(Dataset excerpts on object pointing)
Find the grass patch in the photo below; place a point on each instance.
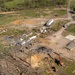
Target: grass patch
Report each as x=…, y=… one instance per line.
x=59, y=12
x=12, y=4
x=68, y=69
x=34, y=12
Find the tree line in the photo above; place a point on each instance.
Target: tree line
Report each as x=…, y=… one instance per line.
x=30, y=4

---

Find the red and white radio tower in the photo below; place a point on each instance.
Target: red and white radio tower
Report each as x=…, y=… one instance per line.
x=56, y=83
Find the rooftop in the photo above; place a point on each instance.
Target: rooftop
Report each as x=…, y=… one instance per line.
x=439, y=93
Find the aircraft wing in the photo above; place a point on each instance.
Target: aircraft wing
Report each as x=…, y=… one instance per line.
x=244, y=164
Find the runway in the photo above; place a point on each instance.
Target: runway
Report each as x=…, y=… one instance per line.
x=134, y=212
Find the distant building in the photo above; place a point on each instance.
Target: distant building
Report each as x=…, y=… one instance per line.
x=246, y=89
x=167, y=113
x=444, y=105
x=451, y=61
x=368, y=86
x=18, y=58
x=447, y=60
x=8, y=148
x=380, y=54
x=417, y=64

▸ **WHAT YOU NEED TO DO**
Output everything from the line containing "Find the red" down to the line containing "x=134, y=212" as a Markdown table with the columns Row and Line, one row per line and blank lines omitted. Include both end lines and nothing outside this span.

▸ **RESULT BELOW**
| Row | Line |
|---|---|
| 1 | Find the red and white radio tower in the photo below; place a point on each instance. |
| 2 | Target: red and white radio tower |
| 3 | Report each as x=…, y=… one instance per line. |
| 4 | x=56, y=83 |
| 5 | Find the rooftop in the photo above; place a point on each instance. |
| 6 | Target: rooftop |
| 7 | Report each as x=…, y=… one instance per line. |
| 8 | x=439, y=93 |
| 9 | Find the aircraft wing in the photo above; place a point on each instance. |
| 10 | Target: aircraft wing |
| 11 | Report each as x=…, y=… one instance per line. |
| 12 | x=244, y=164 |
| 13 | Find the runway in the photo above; place a point on each instance. |
| 14 | Target: runway |
| 15 | Report each as x=…, y=… one instance per line. |
| 16 | x=134, y=212 |